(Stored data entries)
▶

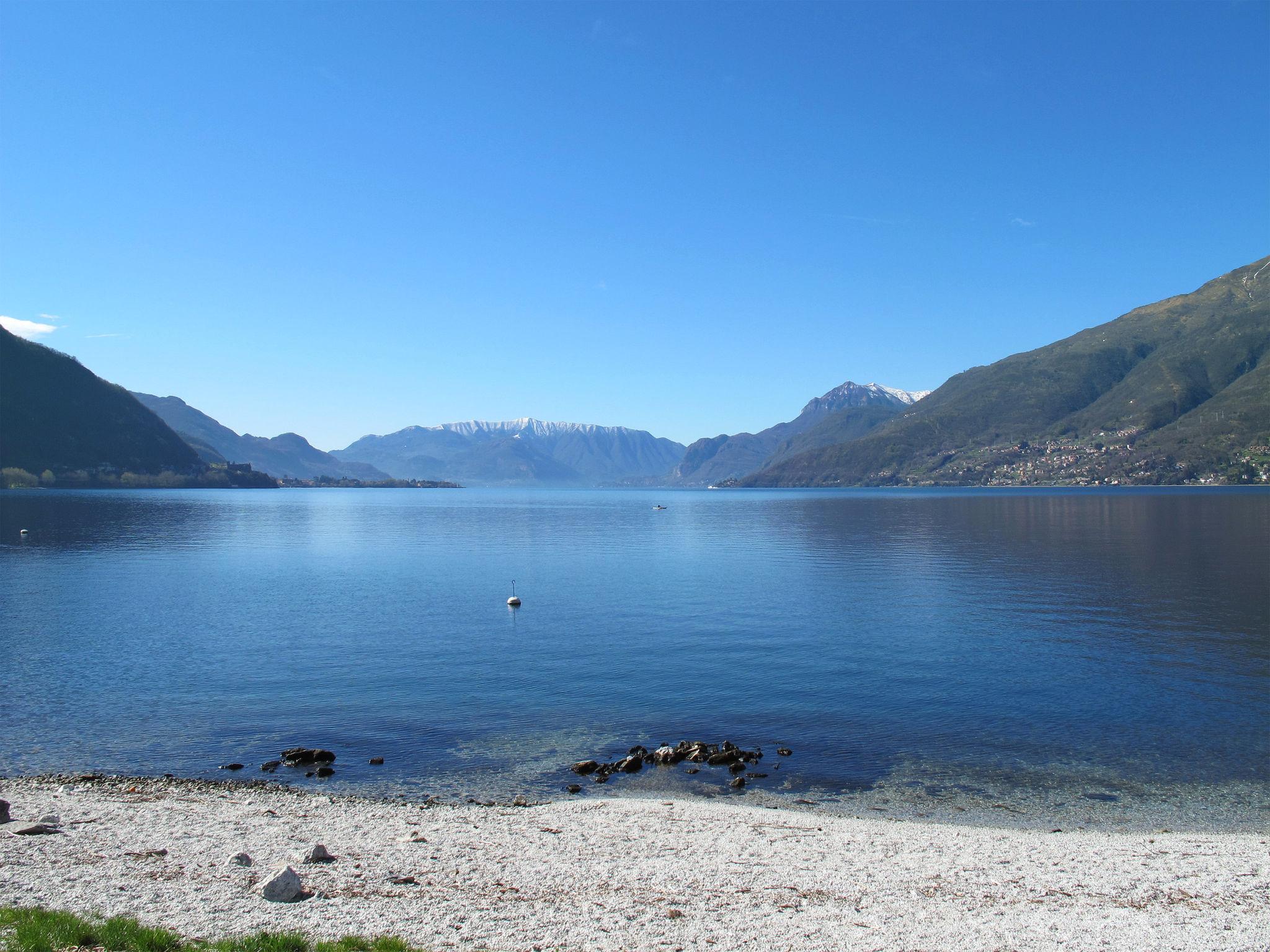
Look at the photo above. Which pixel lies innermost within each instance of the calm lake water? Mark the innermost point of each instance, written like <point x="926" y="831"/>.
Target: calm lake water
<point x="1014" y="656"/>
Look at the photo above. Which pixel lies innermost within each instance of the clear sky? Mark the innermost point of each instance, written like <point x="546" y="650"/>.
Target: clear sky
<point x="343" y="219"/>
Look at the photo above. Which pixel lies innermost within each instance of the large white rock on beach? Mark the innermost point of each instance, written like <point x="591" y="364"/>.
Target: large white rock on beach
<point x="282" y="885"/>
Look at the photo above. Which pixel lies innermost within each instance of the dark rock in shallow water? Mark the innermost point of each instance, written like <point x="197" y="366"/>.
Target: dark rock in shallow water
<point x="666" y="754"/>
<point x="38" y="829"/>
<point x="296" y="757"/>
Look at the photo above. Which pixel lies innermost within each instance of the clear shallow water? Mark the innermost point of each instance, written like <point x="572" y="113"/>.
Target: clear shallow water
<point x="998" y="654"/>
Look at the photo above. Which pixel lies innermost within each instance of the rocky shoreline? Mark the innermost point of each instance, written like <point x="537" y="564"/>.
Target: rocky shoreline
<point x="625" y="874"/>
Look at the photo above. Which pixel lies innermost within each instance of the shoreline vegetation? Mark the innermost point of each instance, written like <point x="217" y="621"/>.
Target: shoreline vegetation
<point x="201" y="858"/>
<point x="38" y="930"/>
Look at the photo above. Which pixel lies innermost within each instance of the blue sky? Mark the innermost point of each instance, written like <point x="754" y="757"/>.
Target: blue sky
<point x="346" y="219"/>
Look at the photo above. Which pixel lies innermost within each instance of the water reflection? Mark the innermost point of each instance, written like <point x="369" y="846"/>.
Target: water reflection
<point x="897" y="639"/>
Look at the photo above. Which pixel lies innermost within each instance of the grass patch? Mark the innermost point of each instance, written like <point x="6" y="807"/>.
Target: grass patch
<point x="30" y="930"/>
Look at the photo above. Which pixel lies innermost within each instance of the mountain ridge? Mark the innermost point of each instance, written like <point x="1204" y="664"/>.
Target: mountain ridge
<point x="1099" y="400"/>
<point x="288" y="455"/>
<point x="849" y="408"/>
<point x="59" y="415"/>
<point x="525" y="451"/>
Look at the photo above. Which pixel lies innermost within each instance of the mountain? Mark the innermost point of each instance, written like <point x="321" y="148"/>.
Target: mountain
<point x="56" y="414"/>
<point x="843" y="413"/>
<point x="288" y="455"/>
<point x="523" y="452"/>
<point x="1173" y="391"/>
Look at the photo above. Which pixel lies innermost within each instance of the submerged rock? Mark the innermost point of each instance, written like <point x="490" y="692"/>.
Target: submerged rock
<point x="282" y="885"/>
<point x="37" y="829"/>
<point x="296" y="757"/>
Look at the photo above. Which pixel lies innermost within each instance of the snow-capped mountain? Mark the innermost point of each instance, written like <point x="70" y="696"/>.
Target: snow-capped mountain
<point x="863" y="395"/>
<point x="517" y="452"/>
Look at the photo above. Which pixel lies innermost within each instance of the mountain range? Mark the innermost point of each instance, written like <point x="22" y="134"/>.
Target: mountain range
<point x="285" y="456"/>
<point x="1176" y="391"/>
<point x="1168" y="392"/>
<point x="843" y="413"/>
<point x="58" y="415"/>
<point x="518" y="452"/>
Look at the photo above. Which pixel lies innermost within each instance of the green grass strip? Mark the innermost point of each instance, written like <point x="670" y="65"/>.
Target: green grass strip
<point x="32" y="930"/>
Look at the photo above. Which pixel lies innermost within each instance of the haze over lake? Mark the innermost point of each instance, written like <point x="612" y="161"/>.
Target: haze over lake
<point x="1061" y="653"/>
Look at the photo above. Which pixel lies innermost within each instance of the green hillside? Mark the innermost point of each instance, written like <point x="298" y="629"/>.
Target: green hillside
<point x="1168" y="391"/>
<point x="56" y="414"/>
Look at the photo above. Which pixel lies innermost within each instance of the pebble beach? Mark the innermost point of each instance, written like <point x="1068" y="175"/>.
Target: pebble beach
<point x="620" y="874"/>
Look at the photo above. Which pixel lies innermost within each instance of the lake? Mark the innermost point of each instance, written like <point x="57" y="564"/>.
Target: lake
<point x="1016" y="656"/>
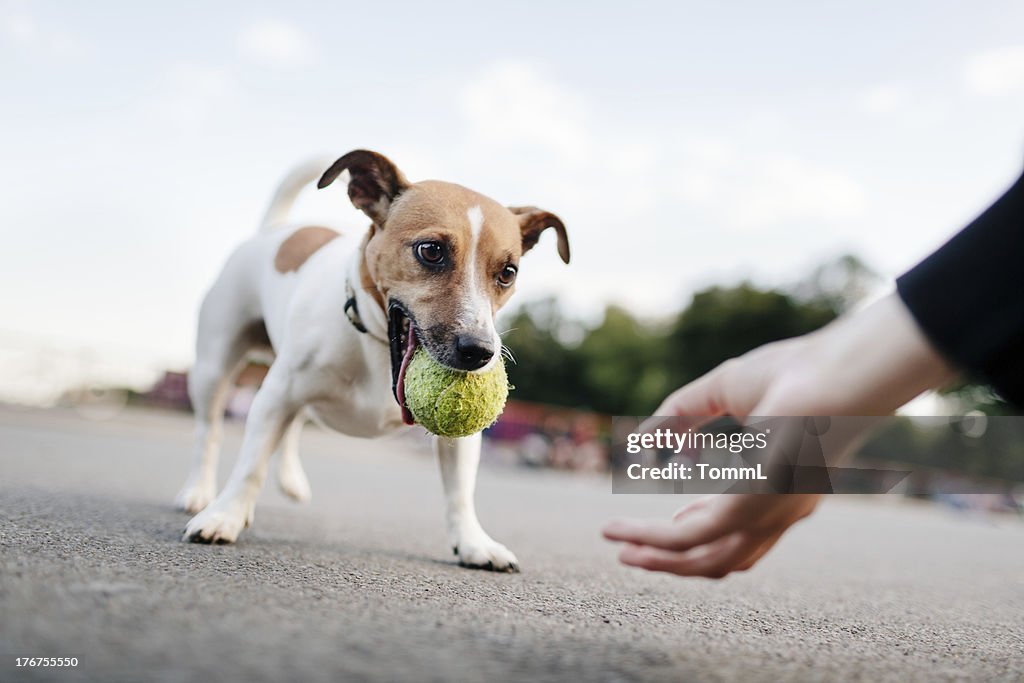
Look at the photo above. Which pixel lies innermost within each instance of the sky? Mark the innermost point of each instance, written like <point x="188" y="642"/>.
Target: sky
<point x="683" y="143"/>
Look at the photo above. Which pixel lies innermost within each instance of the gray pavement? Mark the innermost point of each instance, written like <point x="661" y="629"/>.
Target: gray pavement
<point x="357" y="585"/>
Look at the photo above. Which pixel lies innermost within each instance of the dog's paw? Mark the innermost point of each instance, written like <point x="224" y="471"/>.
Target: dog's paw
<point x="195" y="497"/>
<point x="218" y="523"/>
<point x="485" y="553"/>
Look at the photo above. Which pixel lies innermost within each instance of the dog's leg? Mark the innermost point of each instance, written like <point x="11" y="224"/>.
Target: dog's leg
<point x="209" y="384"/>
<point x="231" y="511"/>
<point x="459" y="459"/>
<point x="291" y="476"/>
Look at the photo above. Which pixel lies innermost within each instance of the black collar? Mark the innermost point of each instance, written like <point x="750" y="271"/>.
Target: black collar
<point x="352" y="312"/>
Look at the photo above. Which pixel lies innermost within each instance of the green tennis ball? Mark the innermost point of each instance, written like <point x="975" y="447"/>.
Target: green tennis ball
<point x="450" y="402"/>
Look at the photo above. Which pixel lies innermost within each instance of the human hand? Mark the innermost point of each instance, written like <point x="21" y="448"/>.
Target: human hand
<point x="712" y="537"/>
<point x="867" y="364"/>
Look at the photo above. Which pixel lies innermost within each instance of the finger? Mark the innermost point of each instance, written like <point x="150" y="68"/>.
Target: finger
<point x="759" y="552"/>
<point x="713" y="561"/>
<point x="699" y="504"/>
<point x="702" y="397"/>
<point x="695" y="530"/>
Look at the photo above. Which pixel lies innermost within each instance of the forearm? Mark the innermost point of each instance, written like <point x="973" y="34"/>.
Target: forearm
<point x="868" y="363"/>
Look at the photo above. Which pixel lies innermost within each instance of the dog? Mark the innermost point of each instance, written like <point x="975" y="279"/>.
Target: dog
<point x="339" y="318"/>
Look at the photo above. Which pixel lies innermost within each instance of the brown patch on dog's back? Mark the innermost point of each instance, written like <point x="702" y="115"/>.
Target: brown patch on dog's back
<point x="300" y="245"/>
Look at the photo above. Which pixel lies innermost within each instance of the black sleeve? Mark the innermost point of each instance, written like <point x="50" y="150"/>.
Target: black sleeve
<point x="969" y="296"/>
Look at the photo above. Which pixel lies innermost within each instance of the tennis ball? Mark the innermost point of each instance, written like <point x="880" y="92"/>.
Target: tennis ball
<point x="450" y="402"/>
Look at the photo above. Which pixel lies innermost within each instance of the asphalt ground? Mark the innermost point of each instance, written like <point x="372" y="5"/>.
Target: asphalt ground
<point x="358" y="585"/>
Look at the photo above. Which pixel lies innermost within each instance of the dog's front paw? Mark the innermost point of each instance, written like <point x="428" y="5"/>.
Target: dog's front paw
<point x="218" y="523"/>
<point x="482" y="552"/>
<point x="195" y="497"/>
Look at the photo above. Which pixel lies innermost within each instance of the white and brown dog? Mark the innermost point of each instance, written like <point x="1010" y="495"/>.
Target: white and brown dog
<point x="341" y="319"/>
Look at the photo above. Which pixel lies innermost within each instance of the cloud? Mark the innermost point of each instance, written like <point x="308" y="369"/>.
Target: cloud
<point x="996" y="72"/>
<point x="882" y="99"/>
<point x="192" y="93"/>
<point x="512" y="103"/>
<point x="747" y="190"/>
<point x="20" y="29"/>
<point x="278" y="44"/>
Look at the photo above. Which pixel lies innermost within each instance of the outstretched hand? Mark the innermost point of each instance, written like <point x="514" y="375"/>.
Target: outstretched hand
<point x="867" y="364"/>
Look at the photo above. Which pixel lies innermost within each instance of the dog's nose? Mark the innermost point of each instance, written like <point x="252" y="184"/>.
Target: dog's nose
<point x="472" y="352"/>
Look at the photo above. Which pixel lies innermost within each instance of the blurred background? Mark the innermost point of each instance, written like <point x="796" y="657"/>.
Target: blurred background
<point x="730" y="174"/>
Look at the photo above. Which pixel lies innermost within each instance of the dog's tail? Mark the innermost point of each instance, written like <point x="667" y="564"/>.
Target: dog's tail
<point x="289" y="189"/>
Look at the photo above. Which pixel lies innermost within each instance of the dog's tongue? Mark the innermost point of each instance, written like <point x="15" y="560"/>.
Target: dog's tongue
<point x="407" y="417"/>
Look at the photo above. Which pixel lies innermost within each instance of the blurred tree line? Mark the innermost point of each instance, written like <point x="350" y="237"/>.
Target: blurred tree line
<point x="626" y="366"/>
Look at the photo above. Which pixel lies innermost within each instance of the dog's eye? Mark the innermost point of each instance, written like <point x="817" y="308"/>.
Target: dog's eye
<point x="430" y="253"/>
<point x="507" y="275"/>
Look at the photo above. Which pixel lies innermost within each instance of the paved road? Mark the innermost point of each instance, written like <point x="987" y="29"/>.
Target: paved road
<point x="357" y="585"/>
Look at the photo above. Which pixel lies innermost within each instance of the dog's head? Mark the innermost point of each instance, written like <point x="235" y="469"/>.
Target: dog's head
<point x="442" y="258"/>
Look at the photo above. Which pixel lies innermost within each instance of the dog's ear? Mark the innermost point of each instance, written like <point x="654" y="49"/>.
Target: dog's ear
<point x="532" y="221"/>
<point x="375" y="181"/>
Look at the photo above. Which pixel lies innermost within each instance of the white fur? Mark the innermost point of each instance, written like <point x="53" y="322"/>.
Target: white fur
<point x="476" y="312"/>
<point x="324" y="368"/>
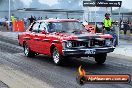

◀

## [Your instructions]
Copy out only the lines of the records above from the one with "Target: rocky shoreline" through the one with "of the grass", exactly as they stand, both included.

## [Exercise result]
Target: rocky shoreline
<point x="625" y="874"/>
Look at the photo above. Which pixel lies innermost within each instance of the shoreline vegetation? Mark the innermost point of each instance, written like <point x="217" y="621"/>.
Target: shoreline vegetation
<point x="201" y="858"/>
<point x="38" y="930"/>
Look at the photo above. Which pixel lies innermost within each instance of the blue sky? Mark the innermost point of each instance, written like <point x="754" y="757"/>.
Target: blue sky
<point x="346" y="219"/>
Look at the photo above. Which pixel lies innermost within each instance of the water reflection? Mark the innermost point of each instance, written like <point x="369" y="846"/>.
Target: water reflection
<point x="897" y="639"/>
Look at the photo above. Which pixel lies innermost within each instance of the grass patch? Mark the innermost point of each instance, written like <point x="6" y="807"/>.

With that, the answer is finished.